#### Task description
Please edit the rows below so that every "every instance" becomes "each instance", and return them with all else unchanged.

[Dataset excerpt]
———

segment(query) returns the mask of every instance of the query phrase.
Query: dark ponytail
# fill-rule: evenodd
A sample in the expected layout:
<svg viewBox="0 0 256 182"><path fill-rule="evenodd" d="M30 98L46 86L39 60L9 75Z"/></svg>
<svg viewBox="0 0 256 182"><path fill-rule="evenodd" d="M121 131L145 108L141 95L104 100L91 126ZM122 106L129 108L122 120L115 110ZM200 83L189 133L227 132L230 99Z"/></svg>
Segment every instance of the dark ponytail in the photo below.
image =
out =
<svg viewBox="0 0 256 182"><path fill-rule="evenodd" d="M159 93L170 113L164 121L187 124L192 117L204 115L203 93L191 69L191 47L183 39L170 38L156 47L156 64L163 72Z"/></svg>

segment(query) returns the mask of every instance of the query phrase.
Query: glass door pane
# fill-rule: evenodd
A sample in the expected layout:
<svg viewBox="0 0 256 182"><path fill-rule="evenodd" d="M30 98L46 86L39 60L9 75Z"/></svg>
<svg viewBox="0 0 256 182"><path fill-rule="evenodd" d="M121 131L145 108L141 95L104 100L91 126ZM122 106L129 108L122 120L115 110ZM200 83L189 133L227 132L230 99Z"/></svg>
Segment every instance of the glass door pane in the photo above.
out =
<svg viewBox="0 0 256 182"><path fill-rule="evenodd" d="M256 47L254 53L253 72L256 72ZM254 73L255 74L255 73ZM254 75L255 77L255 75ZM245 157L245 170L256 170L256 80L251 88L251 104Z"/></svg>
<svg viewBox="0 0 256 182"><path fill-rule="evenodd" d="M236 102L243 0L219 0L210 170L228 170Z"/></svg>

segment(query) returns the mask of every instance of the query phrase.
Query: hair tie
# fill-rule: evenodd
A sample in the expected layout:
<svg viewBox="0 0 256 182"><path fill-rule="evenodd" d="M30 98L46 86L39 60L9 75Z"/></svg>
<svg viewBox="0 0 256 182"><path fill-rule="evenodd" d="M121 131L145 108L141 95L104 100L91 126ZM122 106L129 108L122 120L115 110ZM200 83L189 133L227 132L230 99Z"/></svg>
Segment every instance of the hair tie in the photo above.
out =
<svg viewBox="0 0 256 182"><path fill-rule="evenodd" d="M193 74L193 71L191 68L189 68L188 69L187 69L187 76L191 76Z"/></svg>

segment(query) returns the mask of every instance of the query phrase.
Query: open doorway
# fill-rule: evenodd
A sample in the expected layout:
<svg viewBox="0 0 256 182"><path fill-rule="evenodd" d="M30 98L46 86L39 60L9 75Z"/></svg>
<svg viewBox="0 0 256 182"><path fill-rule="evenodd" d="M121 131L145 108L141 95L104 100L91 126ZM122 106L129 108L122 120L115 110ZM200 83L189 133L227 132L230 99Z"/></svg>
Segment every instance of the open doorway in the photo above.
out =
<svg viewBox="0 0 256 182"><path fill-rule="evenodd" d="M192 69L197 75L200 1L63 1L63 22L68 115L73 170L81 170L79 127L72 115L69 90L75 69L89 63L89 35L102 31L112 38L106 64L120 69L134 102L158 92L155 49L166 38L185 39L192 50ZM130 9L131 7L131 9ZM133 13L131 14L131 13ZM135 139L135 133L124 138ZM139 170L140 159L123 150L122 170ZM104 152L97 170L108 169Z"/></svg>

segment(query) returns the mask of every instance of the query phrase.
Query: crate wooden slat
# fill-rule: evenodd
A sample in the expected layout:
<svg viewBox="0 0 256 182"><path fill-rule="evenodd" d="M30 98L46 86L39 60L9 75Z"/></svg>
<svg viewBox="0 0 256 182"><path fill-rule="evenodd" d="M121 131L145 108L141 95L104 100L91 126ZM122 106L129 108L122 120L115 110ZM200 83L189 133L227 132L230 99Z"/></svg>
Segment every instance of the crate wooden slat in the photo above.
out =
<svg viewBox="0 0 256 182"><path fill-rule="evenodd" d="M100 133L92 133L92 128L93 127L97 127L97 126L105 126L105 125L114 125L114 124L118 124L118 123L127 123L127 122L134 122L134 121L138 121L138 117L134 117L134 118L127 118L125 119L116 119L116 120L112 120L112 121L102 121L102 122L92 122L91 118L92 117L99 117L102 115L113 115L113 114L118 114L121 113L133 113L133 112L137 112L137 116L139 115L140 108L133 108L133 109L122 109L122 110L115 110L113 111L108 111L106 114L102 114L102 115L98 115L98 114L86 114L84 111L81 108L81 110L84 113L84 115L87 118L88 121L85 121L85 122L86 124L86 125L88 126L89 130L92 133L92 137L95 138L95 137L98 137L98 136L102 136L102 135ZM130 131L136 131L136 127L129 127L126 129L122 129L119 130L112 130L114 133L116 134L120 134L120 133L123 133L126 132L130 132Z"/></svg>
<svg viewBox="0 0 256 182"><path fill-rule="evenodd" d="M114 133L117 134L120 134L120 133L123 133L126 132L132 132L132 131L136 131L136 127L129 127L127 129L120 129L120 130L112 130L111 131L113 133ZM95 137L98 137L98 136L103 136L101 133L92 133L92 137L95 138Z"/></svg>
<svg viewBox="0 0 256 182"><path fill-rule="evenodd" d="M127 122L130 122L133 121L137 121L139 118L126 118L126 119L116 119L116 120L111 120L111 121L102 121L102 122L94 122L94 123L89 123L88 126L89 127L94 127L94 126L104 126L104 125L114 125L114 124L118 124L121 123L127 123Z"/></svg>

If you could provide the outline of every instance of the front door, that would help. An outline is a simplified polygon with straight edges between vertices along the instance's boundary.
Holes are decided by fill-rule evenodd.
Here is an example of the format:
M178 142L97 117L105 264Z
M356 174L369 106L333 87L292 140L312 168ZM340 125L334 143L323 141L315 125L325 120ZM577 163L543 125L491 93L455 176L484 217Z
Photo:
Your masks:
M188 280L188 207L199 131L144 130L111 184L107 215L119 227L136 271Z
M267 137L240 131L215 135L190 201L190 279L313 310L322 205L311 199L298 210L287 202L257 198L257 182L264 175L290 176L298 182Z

———

#### Expected output
segment(query) returns the mask of each instance of the query phrase.
Query: dark ponytail
# fill-rule: evenodd
A sample in the expected layout:
<svg viewBox="0 0 256 182"><path fill-rule="evenodd" d="M30 98L46 86L39 60L9 75Z"/></svg>
<svg viewBox="0 0 256 182"><path fill-rule="evenodd" d="M121 131L145 108L141 95L104 100L91 126ZM122 106L129 108L122 120L115 110ZM200 83L189 133L227 132L230 99Z"/></svg>
Segment each instance of the dark ponytail in the photo below.
image =
out =
<svg viewBox="0 0 256 182"><path fill-rule="evenodd" d="M159 93L170 113L164 121L187 124L192 117L204 115L203 93L191 69L191 47L183 39L170 38L156 47L156 64L163 72Z"/></svg>

segment(query) returns the mask of each instance of the query phrase.
Query: glass door pane
# fill-rule: evenodd
A sample in the expected layout:
<svg viewBox="0 0 256 182"><path fill-rule="evenodd" d="M30 98L46 86L39 60L9 75Z"/></svg>
<svg viewBox="0 0 256 182"><path fill-rule="evenodd" d="M121 131L145 108L141 95L104 100L91 126ZM122 106L129 108L122 120L115 110ZM200 83L189 133L227 132L230 99Z"/></svg>
Segment each instance of the glass door pane in the photo above.
out =
<svg viewBox="0 0 256 182"><path fill-rule="evenodd" d="M256 47L254 53L253 72L256 72ZM254 73L255 74L255 73ZM254 75L255 77L255 75ZM245 157L245 170L256 170L256 80L251 88L251 104Z"/></svg>
<svg viewBox="0 0 256 182"><path fill-rule="evenodd" d="M236 102L243 0L219 0L210 170L228 170Z"/></svg>

segment(query) returns the mask of each instance of the query phrase.
Query: hair tie
# fill-rule: evenodd
A sample in the expected layout:
<svg viewBox="0 0 256 182"><path fill-rule="evenodd" d="M30 98L46 86L39 60L9 75Z"/></svg>
<svg viewBox="0 0 256 182"><path fill-rule="evenodd" d="M121 131L145 108L141 95L104 100L91 126ZM122 106L129 108L122 120L115 110ZM200 83L189 133L227 132L230 99Z"/></svg>
Segment each instance of the hair tie in the photo above.
out =
<svg viewBox="0 0 256 182"><path fill-rule="evenodd" d="M193 74L193 71L191 68L189 68L188 69L187 69L187 76L191 76Z"/></svg>

segment(query) returns the mask of each instance of the query phrase.
Query: open doorway
# fill-rule: evenodd
A sample in the expected layout:
<svg viewBox="0 0 256 182"><path fill-rule="evenodd" d="M30 98L46 86L39 60L9 75Z"/></svg>
<svg viewBox="0 0 256 182"><path fill-rule="evenodd" d="M121 131L145 108L141 95L104 100L91 126ZM122 106L129 108L122 120L115 110ZM200 83L189 133L227 132L230 99Z"/></svg>
Segment each instance of the open doorway in the photo above.
out =
<svg viewBox="0 0 256 182"><path fill-rule="evenodd" d="M192 69L197 75L200 1L63 1L63 22L68 115L73 170L81 170L79 127L72 115L69 90L75 69L89 63L89 35L102 31L112 38L106 64L120 69L134 102L158 92L155 49L166 38L185 39L192 50ZM130 9L131 7L131 9ZM133 13L131 14L131 13ZM135 139L135 133L124 138ZM139 170L140 159L123 150L122 170ZM104 152L97 170L108 169Z"/></svg>

segment(query) returns the mask of each instance of the query phrase.
Query: crate wooden slat
# fill-rule: evenodd
A sample in the expected layout:
<svg viewBox="0 0 256 182"><path fill-rule="evenodd" d="M30 98L46 86L39 60L9 75Z"/></svg>
<svg viewBox="0 0 256 182"><path fill-rule="evenodd" d="M121 131L145 108L141 95L104 100L91 126ZM122 106L129 108L122 120L115 110ZM200 83L189 133L227 132L230 99Z"/></svg>
Segment each instance of the crate wooden slat in the photo above.
out =
<svg viewBox="0 0 256 182"><path fill-rule="evenodd" d="M100 133L92 133L92 128L93 127L97 127L97 126L105 126L105 125L114 125L114 124L118 124L118 123L127 123L127 122L134 122L134 121L138 121L138 117L134 117L134 118L127 118L125 119L116 119L116 120L112 120L112 121L102 121L102 122L92 122L91 118L92 117L99 117L102 115L113 115L113 114L118 114L121 113L133 113L133 112L137 112L137 116L139 115L140 108L133 108L133 109L122 109L122 110L115 110L113 111L108 111L106 114L102 114L102 115L98 115L98 114L86 114L84 111L81 108L81 110L84 113L84 115L87 118L88 121L85 121L85 122L86 124L86 125L88 126L89 130L92 133L92 137L95 138L95 137L98 137L98 136L102 136L102 135ZM130 131L136 131L136 127L129 127L126 129L122 129L119 130L112 130L114 133L116 134L120 134L120 133L123 133L126 132L130 132Z"/></svg>
<svg viewBox="0 0 256 182"><path fill-rule="evenodd" d="M114 133L117 134L120 134L120 133L123 133L126 132L132 132L132 131L136 131L136 127L129 127L127 129L120 129L120 130L112 130L111 131L113 133ZM95 137L98 137L98 136L103 136L101 133L92 133L92 137L95 138Z"/></svg>
<svg viewBox="0 0 256 182"><path fill-rule="evenodd" d="M127 122L130 122L133 121L137 121L139 118L126 118L126 119L116 119L116 120L111 120L111 121L102 121L102 122L94 122L94 123L89 123L88 126L89 127L94 127L94 126L104 126L104 125L114 125L114 124L118 124L121 123L127 123Z"/></svg>

If you could provide the outline of each instance of the front door, that would help. An outline is a simplified polygon with straight edges between vertices along the instance's boundary.
Holes are decided by fill-rule evenodd.
Here is an example of the format:
M178 142L97 117L105 264Z
M356 174L369 106L333 87L292 140L312 168ZM340 125L334 143L323 141L315 125L325 120ZM577 163L543 125L491 93L455 176L484 217Z
Photo:
Your masks:
M188 280L188 207L199 131L144 130L111 184L107 215L119 227L136 271Z
M267 137L240 131L215 135L190 201L190 279L313 310L322 205L311 199L298 210L287 202L257 198L257 182L264 175L290 176L298 182Z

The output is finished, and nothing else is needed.